_PROBLEM DETAILS:_
Filter the data below so that only the lines containing the string "grey" remain, and reproduce each such line in full.

Data records
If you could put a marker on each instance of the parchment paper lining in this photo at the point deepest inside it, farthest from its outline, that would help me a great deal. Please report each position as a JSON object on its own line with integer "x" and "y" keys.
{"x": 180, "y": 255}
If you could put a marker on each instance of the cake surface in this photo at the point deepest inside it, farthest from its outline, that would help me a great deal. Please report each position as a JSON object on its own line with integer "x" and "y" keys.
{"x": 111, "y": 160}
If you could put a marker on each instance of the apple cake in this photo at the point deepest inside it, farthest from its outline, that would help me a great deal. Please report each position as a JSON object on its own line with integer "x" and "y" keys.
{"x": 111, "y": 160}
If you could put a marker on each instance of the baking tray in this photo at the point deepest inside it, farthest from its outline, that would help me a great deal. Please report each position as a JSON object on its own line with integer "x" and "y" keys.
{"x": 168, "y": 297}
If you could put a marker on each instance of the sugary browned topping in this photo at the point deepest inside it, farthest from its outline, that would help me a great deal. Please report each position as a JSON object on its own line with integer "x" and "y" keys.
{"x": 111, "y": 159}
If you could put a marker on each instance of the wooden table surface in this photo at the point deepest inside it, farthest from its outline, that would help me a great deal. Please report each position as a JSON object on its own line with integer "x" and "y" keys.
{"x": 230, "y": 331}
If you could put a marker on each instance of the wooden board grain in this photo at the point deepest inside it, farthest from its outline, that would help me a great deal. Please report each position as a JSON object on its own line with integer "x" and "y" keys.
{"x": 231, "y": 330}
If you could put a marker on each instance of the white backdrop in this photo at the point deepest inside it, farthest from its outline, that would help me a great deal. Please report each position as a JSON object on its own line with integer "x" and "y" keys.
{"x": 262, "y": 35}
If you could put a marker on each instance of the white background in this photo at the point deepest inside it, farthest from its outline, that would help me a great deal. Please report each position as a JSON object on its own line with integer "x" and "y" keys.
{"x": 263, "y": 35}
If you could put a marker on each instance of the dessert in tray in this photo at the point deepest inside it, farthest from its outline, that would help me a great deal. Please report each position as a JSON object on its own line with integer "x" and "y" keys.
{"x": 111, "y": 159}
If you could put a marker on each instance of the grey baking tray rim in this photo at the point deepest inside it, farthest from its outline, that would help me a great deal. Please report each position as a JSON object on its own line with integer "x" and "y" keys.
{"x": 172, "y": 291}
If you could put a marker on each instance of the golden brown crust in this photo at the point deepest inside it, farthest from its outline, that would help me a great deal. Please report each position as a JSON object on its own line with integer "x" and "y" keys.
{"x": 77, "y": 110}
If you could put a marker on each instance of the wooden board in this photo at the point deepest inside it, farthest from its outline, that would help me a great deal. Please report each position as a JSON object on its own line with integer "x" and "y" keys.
==
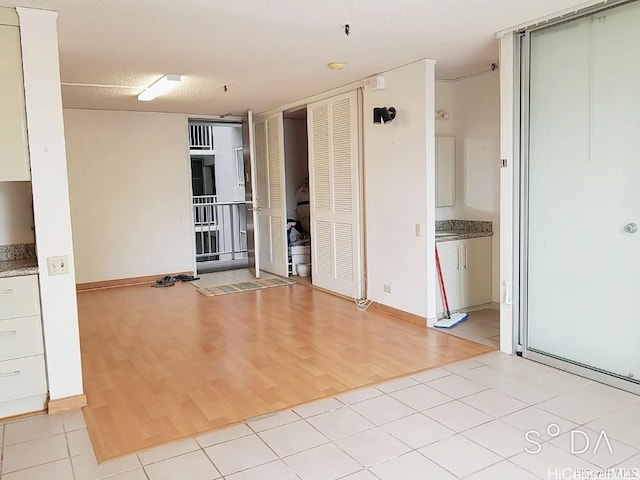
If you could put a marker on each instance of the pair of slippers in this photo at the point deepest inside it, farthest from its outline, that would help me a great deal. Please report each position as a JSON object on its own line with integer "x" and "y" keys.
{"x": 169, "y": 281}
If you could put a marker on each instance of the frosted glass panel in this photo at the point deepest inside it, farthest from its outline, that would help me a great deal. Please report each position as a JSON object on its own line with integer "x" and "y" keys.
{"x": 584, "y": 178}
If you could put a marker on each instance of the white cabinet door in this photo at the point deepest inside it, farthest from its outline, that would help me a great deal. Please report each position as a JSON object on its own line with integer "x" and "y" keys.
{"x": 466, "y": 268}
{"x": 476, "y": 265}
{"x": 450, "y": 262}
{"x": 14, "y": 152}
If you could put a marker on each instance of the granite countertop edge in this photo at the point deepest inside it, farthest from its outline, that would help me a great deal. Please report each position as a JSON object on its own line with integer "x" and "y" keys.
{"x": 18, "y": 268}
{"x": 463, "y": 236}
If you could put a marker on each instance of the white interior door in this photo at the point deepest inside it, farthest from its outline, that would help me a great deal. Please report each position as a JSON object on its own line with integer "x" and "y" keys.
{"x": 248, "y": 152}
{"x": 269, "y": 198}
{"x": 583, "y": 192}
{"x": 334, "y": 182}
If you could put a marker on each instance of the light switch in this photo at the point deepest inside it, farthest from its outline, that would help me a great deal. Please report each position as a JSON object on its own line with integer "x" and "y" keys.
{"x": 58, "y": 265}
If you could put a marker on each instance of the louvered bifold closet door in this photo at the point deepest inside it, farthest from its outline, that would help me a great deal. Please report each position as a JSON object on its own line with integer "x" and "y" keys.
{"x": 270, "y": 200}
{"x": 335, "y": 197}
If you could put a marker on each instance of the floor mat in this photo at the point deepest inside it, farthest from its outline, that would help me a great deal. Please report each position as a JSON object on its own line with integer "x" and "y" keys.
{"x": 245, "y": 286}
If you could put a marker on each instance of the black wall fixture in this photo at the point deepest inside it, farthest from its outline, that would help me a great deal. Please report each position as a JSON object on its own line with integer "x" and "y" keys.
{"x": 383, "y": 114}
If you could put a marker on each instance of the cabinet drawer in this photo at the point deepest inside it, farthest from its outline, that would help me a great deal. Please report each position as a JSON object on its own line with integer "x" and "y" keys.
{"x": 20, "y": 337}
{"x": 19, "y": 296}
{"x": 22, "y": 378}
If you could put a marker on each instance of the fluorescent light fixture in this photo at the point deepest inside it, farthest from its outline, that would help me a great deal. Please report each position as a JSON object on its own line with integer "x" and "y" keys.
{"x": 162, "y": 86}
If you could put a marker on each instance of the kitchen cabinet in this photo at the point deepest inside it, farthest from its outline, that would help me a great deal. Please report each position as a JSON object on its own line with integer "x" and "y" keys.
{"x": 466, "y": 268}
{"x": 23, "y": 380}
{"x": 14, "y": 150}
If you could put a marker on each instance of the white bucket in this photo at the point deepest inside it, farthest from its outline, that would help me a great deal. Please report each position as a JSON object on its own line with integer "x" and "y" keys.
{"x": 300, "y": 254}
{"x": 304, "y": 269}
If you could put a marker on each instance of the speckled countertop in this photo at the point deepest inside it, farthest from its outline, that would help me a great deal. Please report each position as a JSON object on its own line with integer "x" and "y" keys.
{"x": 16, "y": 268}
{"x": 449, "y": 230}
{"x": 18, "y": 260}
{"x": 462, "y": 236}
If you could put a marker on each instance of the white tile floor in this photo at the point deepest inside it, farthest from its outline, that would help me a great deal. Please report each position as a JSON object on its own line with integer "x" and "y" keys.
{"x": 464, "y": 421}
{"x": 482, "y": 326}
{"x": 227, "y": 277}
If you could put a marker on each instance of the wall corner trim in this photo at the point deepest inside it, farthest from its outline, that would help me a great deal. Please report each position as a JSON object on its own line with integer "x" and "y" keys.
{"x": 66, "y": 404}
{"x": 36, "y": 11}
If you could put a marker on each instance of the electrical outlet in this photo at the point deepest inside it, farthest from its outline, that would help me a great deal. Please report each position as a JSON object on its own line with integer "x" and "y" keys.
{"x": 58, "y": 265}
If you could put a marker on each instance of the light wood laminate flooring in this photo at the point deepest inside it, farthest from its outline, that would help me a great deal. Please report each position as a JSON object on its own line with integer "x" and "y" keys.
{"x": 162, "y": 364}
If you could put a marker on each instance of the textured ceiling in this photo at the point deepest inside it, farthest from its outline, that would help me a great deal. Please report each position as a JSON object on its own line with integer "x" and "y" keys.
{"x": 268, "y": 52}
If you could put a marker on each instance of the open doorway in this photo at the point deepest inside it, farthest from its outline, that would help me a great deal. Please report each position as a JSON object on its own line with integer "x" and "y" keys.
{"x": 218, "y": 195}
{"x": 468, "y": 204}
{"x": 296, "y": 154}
...
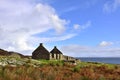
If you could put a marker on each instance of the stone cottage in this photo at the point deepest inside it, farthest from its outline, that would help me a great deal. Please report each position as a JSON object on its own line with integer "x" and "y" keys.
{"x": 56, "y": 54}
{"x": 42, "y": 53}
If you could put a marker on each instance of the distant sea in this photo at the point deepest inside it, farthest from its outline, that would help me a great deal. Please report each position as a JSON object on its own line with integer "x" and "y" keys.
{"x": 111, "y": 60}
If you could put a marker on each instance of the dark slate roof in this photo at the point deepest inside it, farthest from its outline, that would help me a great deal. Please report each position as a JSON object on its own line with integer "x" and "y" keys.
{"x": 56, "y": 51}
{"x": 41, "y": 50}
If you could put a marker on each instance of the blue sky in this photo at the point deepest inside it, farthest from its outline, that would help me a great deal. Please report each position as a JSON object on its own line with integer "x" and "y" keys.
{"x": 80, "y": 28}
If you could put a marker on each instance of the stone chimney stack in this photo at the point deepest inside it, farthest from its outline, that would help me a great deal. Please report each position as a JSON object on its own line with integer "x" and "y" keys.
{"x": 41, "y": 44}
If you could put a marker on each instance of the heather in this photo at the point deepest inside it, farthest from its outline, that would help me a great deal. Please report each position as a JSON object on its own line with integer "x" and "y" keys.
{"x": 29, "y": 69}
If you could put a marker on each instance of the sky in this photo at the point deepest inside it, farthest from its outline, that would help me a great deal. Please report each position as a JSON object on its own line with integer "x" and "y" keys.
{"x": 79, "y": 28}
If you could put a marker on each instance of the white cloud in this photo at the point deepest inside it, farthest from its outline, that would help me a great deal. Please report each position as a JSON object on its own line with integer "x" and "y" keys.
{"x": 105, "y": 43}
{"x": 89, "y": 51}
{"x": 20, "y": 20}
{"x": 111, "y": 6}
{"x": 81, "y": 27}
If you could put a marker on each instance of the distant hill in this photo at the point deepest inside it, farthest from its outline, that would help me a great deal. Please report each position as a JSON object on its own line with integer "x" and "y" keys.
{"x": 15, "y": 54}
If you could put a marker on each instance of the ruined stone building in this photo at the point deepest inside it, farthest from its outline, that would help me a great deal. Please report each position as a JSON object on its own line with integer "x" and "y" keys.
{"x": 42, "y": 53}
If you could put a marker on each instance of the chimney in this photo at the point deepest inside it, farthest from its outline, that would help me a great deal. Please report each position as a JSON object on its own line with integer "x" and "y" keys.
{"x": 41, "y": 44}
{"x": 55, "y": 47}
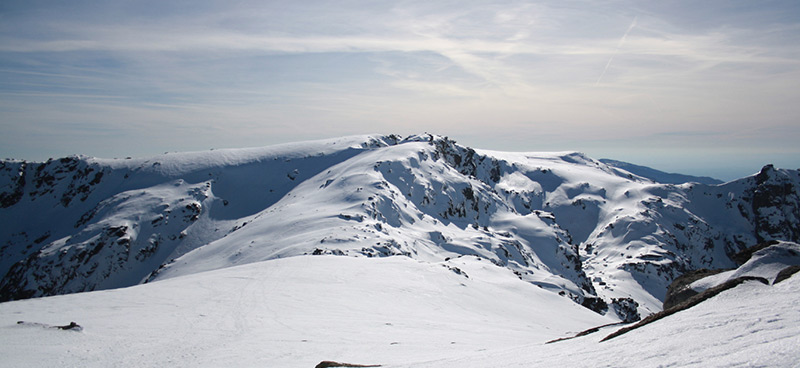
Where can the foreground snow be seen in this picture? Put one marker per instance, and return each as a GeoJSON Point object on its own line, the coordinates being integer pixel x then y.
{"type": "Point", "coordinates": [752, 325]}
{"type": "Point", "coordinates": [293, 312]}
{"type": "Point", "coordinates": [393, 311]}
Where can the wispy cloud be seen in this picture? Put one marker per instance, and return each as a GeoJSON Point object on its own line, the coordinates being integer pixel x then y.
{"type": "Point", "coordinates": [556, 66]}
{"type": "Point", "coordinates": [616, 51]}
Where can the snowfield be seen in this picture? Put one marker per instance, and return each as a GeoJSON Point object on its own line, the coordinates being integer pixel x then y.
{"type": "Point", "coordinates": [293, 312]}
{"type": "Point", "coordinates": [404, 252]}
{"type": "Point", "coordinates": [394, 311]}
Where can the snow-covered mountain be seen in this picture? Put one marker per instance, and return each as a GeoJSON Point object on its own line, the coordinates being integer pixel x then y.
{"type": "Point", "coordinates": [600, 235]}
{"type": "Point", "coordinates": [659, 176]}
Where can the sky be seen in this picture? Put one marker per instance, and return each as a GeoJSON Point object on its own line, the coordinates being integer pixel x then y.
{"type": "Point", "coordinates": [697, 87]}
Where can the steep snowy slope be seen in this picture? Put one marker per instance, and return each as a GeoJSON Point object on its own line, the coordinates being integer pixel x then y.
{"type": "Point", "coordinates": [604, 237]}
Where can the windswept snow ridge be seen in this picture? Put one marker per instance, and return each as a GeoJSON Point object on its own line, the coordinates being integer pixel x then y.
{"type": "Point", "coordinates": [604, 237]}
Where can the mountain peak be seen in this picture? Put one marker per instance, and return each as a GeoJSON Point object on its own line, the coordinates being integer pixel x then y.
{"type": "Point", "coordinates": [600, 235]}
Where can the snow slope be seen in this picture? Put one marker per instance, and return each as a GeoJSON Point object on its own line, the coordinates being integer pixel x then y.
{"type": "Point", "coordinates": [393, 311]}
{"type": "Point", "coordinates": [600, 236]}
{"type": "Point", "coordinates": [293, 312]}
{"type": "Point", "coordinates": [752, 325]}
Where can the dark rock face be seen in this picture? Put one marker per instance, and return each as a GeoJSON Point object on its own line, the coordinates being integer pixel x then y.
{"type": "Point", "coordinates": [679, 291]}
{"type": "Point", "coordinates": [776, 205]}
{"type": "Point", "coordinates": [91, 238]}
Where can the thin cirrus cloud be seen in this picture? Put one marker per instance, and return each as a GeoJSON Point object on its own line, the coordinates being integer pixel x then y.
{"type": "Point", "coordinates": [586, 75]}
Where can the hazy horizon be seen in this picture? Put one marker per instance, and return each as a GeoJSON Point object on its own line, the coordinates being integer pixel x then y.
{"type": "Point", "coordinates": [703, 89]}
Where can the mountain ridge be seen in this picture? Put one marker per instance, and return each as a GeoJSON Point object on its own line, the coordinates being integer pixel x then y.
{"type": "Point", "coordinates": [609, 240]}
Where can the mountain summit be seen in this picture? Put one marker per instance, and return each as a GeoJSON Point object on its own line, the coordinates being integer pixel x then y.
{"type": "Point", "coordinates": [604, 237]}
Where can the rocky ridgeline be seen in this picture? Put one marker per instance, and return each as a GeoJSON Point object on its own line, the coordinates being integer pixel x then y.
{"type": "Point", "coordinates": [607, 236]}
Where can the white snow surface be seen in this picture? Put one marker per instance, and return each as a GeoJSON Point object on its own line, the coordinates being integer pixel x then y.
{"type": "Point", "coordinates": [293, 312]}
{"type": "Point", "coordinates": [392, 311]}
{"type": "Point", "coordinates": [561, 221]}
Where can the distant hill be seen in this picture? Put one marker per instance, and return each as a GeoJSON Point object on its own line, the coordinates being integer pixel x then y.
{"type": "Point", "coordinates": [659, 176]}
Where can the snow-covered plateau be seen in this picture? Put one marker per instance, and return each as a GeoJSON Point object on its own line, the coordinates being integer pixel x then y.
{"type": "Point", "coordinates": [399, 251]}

_RESULT OF THE EXERCISE:_
If you could put a marker on each instance of the grey baking tray rim in this photo at the point deepest inside it, farthest from its outline, that would help me a great deal. Please report each position as a JSON object on its own line with integer "x" and "y" keys.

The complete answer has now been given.